━━━━━ Page ━━━━━

The Bi-GRU layer exerted little influence on the model compression. Reducing the number of Bi-GRU layers did not alter the file size or the number of parameters in the model. In contrast, the convolutional layer directly affected the number of parameters. Reducing the number of convolutional layers reduced the model size. The number of parameters was not reduced after decreasing the number of GRU layers but decreased rapidly after deleting a convolutional layer. Despite their small size, these models outperformed the reduced baseline. In fact, the performances were similar to those of the adapted model observed in Table 5. It showed difference less than 2%p in all models. The compressed student model maintained the performance of the original student model with minimal parameters.

Discussion

Table 5 is the performance of the first experiment conducted to evaluate whether model adaptation works properly in the proposed approach. In this experiment, we configured two experimental environments by making the teacher model and the student model of the same size. In the first environment with a large network size (about 23.7 million parameters), the performance of the student model was slightly lower than that of the teacher model. On the other hand, in the second environment with a small size (about 9.5 million parameters), the performance of the teacher model decreased significantly, while the performance of the student model was maintained, indicating much better performance than that of the teacher model.

In the proposed approach, a relatively small amount of emotional speech data was added when constructing the student model. Therefore, the results of this experiment indicate that the characteristics of emotional speech were well reflected in the student model even though the amount of emotional speech data was not large, so that the student model worked properly as an adaptive model.

Table 6 is the performance of the second experiment conducted to check whether model adaptation still works when model compression is performed by knowledge distillation. In this experiment, we fixed the teacher model with a large network size (about 23.7 million parameters) and investigated the performance while changing the network structure of the student model. In the experimental results, all student models with five types of networks showed similar performance for both CER and WER. In particular, even in the simplest structure (two convolutional layers and two Bi-GRU layers), the performance degradation was not significant.

This experimental result demonstrates that model compression and model adaptation work well at the same time through knowledge distillation in the emotional speech recognition task. If the student model was built for the purpose of model compression according to the general knowledge distillation procedure, and emotional speech data was not applied when building the student model, the performance of the student model may have deteriorated significantly. However, the student model built by the proposed method showed good performance, which demonstrates that the student model serves as an acoustic model suitable for emotional speech recognition even though it does not require much emotional speech data.

━━━━━ Extracted material ━━━━━

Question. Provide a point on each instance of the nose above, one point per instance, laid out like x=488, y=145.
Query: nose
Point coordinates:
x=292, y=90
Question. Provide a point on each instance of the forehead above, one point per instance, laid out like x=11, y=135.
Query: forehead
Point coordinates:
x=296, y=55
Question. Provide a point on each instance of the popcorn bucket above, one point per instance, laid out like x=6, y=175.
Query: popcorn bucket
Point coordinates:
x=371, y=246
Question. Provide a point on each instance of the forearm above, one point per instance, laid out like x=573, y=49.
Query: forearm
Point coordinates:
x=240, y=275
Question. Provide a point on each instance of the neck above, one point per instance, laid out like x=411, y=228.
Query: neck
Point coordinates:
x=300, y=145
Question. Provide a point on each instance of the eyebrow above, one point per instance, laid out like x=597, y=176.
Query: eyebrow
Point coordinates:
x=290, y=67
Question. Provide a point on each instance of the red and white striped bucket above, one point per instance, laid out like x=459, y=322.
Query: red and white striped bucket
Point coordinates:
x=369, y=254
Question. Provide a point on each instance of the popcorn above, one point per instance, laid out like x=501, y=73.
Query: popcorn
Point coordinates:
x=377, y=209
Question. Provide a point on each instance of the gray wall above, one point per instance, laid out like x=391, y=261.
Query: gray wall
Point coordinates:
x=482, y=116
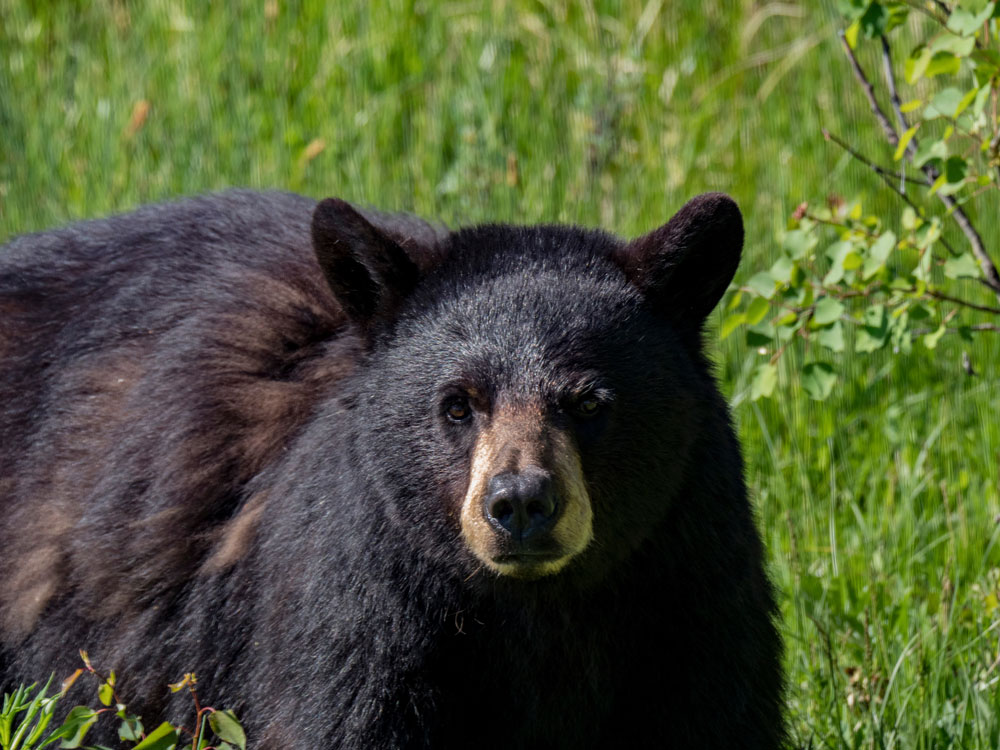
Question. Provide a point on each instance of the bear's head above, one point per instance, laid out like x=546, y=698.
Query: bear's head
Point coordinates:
x=531, y=395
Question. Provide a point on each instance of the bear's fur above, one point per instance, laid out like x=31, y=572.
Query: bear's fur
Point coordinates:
x=275, y=443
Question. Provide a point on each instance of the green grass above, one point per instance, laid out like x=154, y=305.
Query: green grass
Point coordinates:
x=878, y=506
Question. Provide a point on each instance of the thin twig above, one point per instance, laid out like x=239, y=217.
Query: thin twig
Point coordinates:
x=964, y=303
x=897, y=105
x=879, y=170
x=890, y=132
x=973, y=327
x=989, y=270
x=886, y=176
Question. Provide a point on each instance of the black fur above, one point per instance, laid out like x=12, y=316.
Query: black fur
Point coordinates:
x=212, y=463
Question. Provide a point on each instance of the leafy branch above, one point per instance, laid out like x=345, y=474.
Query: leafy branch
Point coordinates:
x=851, y=280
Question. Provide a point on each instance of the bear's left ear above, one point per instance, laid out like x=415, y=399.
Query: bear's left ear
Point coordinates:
x=685, y=266
x=368, y=271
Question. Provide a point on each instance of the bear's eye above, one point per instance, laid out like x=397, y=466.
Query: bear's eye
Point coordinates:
x=458, y=410
x=588, y=406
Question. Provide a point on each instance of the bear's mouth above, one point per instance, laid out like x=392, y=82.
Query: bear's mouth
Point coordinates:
x=526, y=557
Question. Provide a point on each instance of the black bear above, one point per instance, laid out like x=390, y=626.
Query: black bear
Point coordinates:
x=382, y=485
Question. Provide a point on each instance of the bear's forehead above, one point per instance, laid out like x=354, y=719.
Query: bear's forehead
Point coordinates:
x=537, y=328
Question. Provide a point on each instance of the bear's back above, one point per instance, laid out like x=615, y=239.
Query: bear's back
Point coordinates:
x=151, y=364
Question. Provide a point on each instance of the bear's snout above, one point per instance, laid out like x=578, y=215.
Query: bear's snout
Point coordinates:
x=522, y=506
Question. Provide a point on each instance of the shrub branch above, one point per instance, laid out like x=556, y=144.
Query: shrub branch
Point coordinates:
x=991, y=278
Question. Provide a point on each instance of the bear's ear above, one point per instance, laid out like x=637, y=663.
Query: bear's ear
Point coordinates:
x=685, y=266
x=368, y=271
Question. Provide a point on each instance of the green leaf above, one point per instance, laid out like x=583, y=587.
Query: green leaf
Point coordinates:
x=130, y=729
x=874, y=21
x=965, y=266
x=956, y=168
x=982, y=97
x=782, y=269
x=931, y=339
x=916, y=64
x=764, y=379
x=851, y=34
x=788, y=319
x=836, y=253
x=832, y=337
x=987, y=63
x=904, y=141
x=757, y=310
x=910, y=219
x=105, y=694
x=899, y=329
x=929, y=150
x=882, y=248
x=163, y=737
x=756, y=338
x=762, y=284
x=970, y=96
x=944, y=103
x=732, y=322
x=961, y=46
x=852, y=261
x=879, y=253
x=827, y=310
x=227, y=727
x=952, y=178
x=942, y=63
x=818, y=379
x=965, y=22
x=73, y=730
x=798, y=242
x=874, y=333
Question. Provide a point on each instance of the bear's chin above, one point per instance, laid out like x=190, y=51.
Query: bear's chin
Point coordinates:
x=528, y=567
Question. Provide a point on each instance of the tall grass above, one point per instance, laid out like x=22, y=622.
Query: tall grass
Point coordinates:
x=879, y=506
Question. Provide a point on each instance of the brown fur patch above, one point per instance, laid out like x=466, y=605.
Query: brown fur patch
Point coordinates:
x=518, y=438
x=234, y=539
x=35, y=577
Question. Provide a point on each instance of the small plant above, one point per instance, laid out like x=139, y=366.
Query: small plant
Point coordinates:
x=852, y=280
x=27, y=714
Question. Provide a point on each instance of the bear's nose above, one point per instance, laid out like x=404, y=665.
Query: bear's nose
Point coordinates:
x=523, y=504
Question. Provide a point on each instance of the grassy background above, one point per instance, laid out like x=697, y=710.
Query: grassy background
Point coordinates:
x=879, y=507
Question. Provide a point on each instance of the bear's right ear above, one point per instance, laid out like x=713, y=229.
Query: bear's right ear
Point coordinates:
x=367, y=270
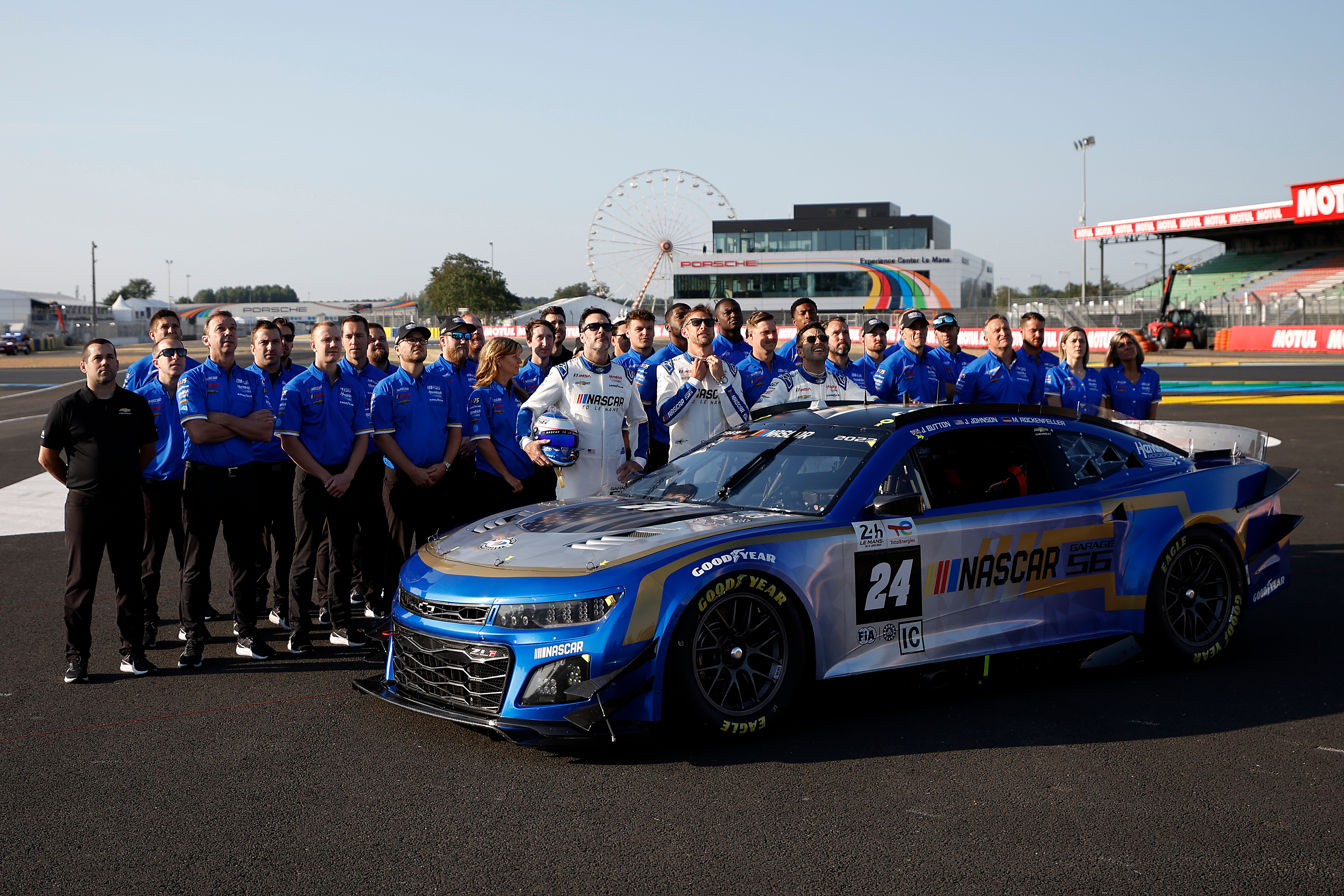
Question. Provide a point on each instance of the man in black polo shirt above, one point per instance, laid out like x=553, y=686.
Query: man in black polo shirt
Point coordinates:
x=109, y=437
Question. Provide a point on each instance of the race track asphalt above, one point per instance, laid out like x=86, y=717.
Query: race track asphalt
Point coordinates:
x=275, y=777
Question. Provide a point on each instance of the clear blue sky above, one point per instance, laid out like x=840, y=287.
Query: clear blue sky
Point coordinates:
x=347, y=148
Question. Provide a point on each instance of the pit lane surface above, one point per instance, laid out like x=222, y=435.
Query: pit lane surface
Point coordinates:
x=269, y=777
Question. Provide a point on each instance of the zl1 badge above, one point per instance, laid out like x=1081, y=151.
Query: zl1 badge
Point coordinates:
x=887, y=585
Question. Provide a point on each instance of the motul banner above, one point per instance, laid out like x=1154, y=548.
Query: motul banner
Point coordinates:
x=1287, y=339
x=1323, y=201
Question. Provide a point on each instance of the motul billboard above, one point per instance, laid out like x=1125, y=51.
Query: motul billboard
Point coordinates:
x=1323, y=201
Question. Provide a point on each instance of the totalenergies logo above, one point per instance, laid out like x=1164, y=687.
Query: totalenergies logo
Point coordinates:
x=718, y=264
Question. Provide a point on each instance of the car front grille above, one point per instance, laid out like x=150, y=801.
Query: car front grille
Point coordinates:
x=460, y=674
x=472, y=614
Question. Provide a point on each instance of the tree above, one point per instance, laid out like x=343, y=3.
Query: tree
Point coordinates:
x=463, y=281
x=136, y=288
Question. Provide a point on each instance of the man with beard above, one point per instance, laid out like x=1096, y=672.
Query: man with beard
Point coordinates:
x=109, y=437
x=600, y=398
x=225, y=410
x=729, y=344
x=647, y=381
x=699, y=396
x=275, y=475
x=812, y=381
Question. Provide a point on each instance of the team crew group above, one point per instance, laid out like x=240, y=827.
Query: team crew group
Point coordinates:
x=377, y=459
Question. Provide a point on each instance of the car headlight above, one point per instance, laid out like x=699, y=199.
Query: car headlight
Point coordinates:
x=556, y=614
x=548, y=684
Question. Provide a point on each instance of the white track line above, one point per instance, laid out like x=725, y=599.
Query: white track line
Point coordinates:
x=42, y=390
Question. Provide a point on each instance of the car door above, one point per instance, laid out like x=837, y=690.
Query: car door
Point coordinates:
x=1008, y=554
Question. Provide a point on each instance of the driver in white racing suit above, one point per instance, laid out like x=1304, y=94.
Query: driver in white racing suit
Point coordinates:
x=599, y=397
x=812, y=381
x=699, y=394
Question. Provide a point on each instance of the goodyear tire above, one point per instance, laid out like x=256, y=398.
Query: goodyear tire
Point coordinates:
x=1197, y=598
x=740, y=656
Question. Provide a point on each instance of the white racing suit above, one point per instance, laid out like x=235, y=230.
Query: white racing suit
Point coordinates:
x=695, y=410
x=800, y=386
x=599, y=401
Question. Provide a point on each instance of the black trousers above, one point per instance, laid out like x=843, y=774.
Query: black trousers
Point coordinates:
x=658, y=456
x=318, y=514
x=165, y=520
x=415, y=516
x=276, y=542
x=495, y=496
x=213, y=496
x=119, y=526
x=370, y=532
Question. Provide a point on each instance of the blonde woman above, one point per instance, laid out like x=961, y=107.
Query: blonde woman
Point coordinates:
x=1070, y=383
x=1131, y=389
x=505, y=473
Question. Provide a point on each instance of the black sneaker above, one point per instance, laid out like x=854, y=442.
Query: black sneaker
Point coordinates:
x=193, y=656
x=138, y=665
x=77, y=671
x=255, y=648
x=348, y=637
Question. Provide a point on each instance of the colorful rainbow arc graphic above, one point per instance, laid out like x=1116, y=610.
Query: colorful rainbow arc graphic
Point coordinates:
x=893, y=287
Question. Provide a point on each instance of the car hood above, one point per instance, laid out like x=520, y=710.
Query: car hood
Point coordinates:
x=586, y=535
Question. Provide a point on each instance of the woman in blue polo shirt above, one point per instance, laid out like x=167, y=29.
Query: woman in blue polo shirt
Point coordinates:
x=1131, y=389
x=1072, y=385
x=506, y=476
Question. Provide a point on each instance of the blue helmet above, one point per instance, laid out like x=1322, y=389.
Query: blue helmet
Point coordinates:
x=564, y=436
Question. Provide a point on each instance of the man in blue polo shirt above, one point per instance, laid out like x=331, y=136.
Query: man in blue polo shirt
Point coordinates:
x=419, y=432
x=163, y=477
x=163, y=326
x=996, y=377
x=729, y=344
x=324, y=426
x=225, y=410
x=1034, y=355
x=948, y=354
x=275, y=476
x=911, y=375
x=647, y=381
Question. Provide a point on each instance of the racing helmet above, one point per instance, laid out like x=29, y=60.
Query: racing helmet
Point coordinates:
x=564, y=436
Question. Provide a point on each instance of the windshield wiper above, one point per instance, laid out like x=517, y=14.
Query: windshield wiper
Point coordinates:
x=756, y=464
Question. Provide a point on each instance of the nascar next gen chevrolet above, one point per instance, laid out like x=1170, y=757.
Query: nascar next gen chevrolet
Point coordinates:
x=837, y=541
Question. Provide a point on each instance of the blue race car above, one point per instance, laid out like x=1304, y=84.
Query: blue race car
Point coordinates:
x=823, y=542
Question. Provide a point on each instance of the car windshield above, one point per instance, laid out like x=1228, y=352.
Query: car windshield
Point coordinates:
x=806, y=476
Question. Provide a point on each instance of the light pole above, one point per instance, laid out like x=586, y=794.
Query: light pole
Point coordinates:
x=1081, y=146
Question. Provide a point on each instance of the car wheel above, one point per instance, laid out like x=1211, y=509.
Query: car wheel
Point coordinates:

━━━━━

■ Short exercise 1:
According to the speech recognition text, what was the simplest student model structure tested in the second experiment?
■ Short exercise 2:
Return the portion of the speech recognition text between "Table 5 is the" and "performance than that of the teacher model.", inclusive, copied word for word.
The data shown here stands apart from the speech recognition text.

■ Complete answer 1:
Two convolutional layers and two Bi-GRU layers.

■ Complete answer 2:
Table 5 is the performance of the first experiment conducted to evaluate whether model adaptation works properly in the proposed approach. In this experiment, we configured two experimental environments by making the teacher model and the student model of the same size. In the first environment with a large network size (about 23.7 million parameters), the performance of the student model was slightly lower than that of the teacher model. On the other hand, in the second environment with a small size (about 9.5 million parameters), the performance of the teacher model decreased significantly, while the performance of the student model was maintained, indicating much better performance than that of the teacher model.